- _About this task_
Copy the data exactly. Leave nothing out.

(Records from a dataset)

____________

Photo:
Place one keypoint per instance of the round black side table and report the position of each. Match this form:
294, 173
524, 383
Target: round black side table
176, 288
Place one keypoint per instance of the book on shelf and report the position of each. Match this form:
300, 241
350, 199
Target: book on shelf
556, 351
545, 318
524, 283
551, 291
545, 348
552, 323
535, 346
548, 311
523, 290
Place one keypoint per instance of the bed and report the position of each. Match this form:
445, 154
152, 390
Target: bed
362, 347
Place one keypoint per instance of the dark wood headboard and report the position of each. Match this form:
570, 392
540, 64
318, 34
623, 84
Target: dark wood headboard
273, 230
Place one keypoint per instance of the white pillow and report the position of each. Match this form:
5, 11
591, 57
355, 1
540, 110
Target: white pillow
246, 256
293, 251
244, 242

____________

- _Finished task_
Photo:
Place one keypoint per instance of the round black side table and report the position of each. Match this form:
294, 173
524, 383
Target: round black side table
176, 288
Place one keypoint per instance of the book on shelf and report the position of each. Match this form:
300, 241
350, 199
Target: book on shelf
556, 351
545, 318
524, 283
551, 291
545, 348
552, 323
535, 346
548, 311
523, 290
Place one keypoint per instance of the bed and report the position of each. Match this form:
445, 154
152, 390
Target: bed
362, 347
Place one keypoint per instance of the dark wood headboard and report the position of each. Match this form:
570, 392
540, 64
318, 34
623, 84
Target: dark wood headboard
273, 230
Place one keypoint per instance of the white pillow and report the position of each. Match this form:
5, 11
591, 57
355, 1
540, 110
Target: white pillow
246, 256
293, 251
244, 242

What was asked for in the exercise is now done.